** Work instructions **
Below are some records. Return exactly the lines from the one with "Target: gray sectional sofa" to the one with "Question. Spot each instance of the white shiplap", and nothing else.

(Image-grounded pointing data)
● ● ● ●

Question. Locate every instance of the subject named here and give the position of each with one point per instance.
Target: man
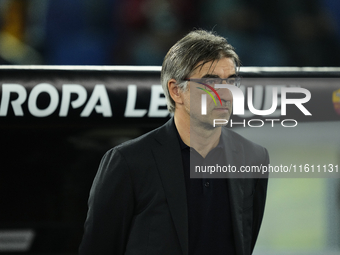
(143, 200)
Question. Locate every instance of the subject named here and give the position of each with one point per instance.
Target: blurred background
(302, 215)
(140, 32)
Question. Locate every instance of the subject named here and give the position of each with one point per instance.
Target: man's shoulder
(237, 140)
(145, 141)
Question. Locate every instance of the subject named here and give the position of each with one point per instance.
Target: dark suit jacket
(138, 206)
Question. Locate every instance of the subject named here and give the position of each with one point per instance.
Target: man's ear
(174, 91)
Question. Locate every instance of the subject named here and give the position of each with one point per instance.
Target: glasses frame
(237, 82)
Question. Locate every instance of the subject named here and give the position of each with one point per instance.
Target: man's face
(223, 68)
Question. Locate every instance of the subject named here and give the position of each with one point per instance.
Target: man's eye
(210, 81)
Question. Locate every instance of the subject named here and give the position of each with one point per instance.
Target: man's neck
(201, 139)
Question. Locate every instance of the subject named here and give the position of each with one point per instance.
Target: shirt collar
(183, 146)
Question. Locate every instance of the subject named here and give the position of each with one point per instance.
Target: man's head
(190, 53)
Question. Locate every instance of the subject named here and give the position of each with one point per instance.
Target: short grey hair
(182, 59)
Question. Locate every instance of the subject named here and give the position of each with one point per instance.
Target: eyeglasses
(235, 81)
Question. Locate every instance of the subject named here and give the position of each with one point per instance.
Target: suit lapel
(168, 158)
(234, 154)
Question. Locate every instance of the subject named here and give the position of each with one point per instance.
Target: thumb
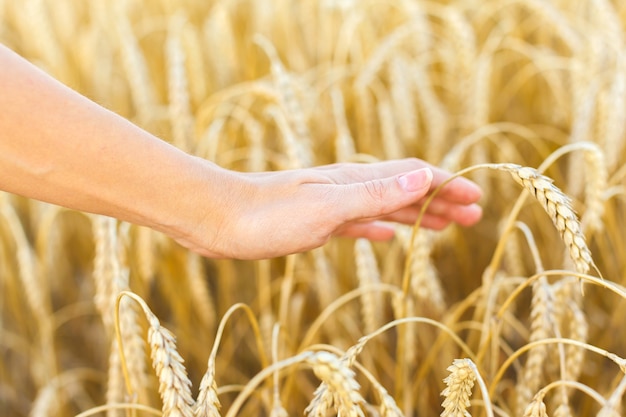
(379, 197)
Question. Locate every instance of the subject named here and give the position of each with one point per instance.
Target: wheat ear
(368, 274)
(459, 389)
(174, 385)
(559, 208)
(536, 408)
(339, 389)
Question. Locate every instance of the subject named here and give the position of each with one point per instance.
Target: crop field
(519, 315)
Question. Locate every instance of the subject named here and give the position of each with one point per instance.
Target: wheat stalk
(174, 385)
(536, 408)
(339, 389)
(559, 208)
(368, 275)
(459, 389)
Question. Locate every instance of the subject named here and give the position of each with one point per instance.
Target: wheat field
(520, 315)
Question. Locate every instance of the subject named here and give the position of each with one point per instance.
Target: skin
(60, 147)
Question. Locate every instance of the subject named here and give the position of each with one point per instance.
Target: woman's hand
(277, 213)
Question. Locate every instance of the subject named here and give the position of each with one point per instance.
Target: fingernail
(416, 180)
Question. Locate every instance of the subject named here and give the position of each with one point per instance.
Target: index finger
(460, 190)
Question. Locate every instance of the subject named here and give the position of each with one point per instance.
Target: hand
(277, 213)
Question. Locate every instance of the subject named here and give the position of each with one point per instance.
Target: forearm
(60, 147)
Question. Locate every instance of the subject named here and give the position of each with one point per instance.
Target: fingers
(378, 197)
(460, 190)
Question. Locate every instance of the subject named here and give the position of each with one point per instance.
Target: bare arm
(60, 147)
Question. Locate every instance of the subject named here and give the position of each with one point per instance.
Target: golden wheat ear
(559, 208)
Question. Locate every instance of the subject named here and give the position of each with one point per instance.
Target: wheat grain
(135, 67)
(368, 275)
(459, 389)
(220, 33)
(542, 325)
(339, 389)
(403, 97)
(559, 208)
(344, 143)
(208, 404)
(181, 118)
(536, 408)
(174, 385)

● ● ● ●

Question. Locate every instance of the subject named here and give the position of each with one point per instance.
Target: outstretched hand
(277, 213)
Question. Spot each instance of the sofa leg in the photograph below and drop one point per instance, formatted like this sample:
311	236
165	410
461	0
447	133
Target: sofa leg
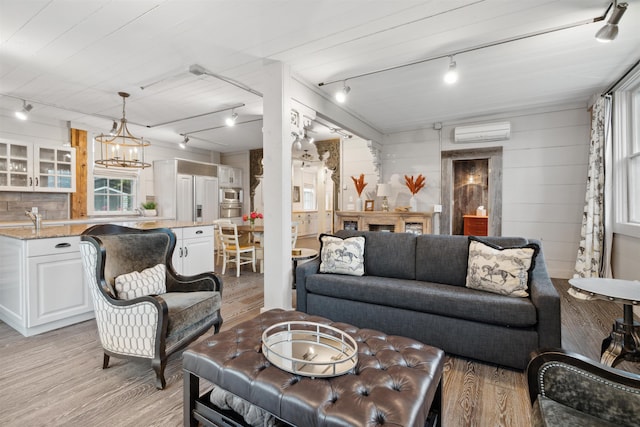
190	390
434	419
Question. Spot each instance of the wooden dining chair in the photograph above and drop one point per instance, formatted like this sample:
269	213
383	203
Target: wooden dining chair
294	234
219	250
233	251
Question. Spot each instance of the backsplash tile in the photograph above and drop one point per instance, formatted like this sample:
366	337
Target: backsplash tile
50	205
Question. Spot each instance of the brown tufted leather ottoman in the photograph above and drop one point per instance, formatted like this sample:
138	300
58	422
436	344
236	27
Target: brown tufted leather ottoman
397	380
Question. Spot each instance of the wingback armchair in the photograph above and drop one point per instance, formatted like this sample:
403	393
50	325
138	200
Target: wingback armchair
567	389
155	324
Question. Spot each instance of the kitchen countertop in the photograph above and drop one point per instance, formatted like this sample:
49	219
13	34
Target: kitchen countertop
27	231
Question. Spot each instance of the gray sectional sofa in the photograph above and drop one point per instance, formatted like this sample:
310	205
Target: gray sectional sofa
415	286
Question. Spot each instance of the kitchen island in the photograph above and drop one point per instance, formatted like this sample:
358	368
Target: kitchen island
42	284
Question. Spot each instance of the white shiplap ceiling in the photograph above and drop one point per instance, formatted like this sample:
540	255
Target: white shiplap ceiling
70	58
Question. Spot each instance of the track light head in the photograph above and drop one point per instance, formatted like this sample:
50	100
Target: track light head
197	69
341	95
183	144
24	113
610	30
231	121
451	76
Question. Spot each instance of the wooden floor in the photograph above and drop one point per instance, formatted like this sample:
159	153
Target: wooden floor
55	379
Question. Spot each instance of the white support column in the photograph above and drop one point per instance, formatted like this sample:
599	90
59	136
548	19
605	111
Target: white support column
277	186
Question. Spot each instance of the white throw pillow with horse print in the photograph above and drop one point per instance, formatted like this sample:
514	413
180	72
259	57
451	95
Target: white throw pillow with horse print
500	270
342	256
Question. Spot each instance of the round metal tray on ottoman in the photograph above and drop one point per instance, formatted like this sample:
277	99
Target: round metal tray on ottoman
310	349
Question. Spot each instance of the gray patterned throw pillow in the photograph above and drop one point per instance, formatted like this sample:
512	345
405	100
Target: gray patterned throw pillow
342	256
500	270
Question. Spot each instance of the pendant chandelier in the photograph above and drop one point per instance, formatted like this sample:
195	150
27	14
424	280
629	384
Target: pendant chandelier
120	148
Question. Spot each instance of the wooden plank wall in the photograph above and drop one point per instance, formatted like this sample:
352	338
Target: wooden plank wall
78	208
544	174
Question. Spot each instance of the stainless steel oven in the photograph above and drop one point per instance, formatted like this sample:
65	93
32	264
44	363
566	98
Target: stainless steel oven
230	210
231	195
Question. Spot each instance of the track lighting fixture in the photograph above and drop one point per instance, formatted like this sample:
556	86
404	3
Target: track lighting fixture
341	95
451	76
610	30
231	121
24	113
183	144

● ● ● ●

** Your solution **
Target: gray sectional sofa
415	286
Question. Spot each instance of the kitchen island in the photograph above and drop one point per instance, formatted like this sample:
358	368
Target: kitchen island
42	284
Question. Spot each instance of the white shiplap ceiling in the photograph above and drop one point per instance, formatted like this sample:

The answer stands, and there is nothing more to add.